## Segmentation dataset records
::::::
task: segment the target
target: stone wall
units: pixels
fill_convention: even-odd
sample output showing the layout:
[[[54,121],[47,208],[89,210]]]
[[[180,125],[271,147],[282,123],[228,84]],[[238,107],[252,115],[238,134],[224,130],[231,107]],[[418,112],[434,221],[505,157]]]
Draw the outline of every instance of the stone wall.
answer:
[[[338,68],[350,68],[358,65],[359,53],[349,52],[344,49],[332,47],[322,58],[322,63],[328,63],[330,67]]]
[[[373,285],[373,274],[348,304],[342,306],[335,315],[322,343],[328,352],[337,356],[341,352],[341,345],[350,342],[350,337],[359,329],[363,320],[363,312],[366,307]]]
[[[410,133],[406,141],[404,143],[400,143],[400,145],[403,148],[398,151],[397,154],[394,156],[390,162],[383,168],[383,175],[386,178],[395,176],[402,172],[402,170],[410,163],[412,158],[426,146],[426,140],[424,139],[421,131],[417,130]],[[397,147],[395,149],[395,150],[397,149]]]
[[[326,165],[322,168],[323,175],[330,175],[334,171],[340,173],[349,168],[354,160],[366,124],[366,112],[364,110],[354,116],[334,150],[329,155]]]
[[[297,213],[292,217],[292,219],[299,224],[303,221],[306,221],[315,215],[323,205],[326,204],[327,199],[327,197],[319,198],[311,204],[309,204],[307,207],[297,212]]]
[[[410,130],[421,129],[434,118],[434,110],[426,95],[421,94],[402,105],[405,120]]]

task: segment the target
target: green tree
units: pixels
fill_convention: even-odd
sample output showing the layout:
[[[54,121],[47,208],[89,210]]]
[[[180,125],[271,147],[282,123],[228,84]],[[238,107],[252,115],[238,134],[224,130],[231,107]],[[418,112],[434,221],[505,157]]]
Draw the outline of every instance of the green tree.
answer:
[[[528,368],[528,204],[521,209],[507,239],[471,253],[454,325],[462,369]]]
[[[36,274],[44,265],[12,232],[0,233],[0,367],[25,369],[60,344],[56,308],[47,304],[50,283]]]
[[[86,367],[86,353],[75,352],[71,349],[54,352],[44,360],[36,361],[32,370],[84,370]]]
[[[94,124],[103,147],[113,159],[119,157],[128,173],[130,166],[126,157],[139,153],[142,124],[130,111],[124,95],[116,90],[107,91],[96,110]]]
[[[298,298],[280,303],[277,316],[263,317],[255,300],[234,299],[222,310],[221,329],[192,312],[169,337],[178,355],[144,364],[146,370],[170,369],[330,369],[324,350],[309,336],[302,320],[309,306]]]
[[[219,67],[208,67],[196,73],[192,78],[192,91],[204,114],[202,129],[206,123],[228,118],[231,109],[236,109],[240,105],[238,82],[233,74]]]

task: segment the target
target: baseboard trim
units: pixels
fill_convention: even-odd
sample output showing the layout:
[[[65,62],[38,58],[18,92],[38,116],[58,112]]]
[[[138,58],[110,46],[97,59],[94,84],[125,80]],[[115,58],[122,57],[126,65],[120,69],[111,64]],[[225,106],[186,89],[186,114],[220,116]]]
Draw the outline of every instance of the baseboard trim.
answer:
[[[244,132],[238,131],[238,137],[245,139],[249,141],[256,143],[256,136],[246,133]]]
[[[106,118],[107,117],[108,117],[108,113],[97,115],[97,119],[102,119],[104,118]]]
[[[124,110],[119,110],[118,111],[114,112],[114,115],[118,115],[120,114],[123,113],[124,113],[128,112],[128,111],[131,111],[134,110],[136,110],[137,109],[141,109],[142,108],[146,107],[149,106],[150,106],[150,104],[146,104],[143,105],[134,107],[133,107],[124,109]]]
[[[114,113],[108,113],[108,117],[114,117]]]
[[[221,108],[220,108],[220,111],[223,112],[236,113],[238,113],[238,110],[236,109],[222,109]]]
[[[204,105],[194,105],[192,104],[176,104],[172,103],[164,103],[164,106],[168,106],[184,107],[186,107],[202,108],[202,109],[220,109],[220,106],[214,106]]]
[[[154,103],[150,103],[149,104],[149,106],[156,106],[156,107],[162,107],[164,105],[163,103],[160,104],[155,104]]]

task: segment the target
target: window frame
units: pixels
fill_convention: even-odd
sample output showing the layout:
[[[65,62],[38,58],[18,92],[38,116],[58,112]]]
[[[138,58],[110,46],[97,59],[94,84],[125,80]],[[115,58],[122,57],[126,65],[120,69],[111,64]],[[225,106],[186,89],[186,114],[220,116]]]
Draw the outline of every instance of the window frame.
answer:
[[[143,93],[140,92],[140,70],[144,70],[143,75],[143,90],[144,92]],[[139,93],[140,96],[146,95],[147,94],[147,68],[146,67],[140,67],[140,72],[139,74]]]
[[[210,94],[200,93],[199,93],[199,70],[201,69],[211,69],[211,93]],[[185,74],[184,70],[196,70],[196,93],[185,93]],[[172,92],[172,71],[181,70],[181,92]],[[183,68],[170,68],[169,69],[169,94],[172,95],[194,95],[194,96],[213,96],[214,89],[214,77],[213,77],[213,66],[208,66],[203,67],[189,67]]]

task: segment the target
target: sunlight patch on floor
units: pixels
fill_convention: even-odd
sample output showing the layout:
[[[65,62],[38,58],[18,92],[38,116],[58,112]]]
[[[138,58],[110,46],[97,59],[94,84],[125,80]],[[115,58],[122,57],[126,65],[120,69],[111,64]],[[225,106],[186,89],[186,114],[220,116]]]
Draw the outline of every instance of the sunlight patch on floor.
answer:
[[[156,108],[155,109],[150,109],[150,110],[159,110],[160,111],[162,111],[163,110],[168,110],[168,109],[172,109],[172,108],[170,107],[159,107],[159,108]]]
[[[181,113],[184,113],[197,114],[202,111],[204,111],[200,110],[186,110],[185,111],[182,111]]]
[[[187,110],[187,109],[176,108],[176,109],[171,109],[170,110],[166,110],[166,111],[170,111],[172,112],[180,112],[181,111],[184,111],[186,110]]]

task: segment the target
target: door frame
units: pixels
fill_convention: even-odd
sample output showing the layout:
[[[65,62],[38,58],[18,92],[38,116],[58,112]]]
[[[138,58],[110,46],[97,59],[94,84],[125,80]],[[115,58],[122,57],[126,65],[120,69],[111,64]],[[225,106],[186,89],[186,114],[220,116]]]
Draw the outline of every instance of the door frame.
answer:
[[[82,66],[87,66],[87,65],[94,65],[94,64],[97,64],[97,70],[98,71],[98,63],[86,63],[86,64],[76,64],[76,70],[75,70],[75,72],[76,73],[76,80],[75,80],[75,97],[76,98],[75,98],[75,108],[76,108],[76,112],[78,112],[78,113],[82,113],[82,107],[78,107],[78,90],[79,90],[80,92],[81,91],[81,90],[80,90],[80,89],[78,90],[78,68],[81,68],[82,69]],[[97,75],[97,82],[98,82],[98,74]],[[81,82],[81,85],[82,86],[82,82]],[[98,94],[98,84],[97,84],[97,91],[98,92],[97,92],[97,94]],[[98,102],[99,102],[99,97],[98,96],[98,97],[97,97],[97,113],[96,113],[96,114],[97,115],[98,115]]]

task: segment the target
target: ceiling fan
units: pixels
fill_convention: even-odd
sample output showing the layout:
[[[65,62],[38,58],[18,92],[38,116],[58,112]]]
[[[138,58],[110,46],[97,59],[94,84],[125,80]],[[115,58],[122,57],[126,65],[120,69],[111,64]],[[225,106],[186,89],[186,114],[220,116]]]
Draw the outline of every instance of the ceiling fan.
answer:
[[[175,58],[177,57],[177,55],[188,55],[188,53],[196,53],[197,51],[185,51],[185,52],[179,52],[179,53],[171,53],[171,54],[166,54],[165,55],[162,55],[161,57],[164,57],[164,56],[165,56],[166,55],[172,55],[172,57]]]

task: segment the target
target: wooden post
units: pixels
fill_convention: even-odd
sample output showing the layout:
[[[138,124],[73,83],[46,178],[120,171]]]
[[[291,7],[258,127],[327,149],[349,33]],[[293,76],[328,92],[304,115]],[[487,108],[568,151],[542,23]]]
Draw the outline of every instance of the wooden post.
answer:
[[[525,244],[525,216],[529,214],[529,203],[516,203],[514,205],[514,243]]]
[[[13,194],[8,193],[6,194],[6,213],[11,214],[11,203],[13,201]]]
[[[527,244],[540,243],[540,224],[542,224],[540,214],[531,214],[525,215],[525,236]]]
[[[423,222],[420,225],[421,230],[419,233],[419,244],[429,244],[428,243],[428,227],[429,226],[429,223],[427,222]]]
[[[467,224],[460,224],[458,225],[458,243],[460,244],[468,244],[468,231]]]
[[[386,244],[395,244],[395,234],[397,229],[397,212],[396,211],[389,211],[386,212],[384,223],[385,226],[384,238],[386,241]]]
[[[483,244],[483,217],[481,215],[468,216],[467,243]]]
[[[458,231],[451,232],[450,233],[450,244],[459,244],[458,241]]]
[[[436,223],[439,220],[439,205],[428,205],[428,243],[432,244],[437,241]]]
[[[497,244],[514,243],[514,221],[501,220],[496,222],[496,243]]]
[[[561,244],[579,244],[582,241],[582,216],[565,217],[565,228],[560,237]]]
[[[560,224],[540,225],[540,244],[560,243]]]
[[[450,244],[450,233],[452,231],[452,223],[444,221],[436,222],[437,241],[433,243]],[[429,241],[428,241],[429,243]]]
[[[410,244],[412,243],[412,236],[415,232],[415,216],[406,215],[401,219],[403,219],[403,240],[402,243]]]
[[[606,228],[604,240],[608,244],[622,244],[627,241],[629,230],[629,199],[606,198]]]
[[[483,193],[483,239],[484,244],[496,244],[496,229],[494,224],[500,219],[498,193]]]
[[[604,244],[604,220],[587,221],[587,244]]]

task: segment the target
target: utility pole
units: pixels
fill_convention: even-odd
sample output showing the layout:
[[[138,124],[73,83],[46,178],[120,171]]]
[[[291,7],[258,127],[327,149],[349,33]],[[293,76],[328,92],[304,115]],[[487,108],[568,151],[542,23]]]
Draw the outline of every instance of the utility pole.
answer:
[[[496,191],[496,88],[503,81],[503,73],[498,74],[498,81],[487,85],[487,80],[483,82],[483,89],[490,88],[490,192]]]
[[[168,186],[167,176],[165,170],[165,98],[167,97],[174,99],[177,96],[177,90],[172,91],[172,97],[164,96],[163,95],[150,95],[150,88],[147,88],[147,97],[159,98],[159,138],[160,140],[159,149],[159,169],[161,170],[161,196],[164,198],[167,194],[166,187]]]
::::::
## TASK DIRECTIONS
Which lines in the listing above contain the string "window"? Pull out each of those lines and copy it.

## RESULT
target: window frame
Draw the outline of every instance of the window frame.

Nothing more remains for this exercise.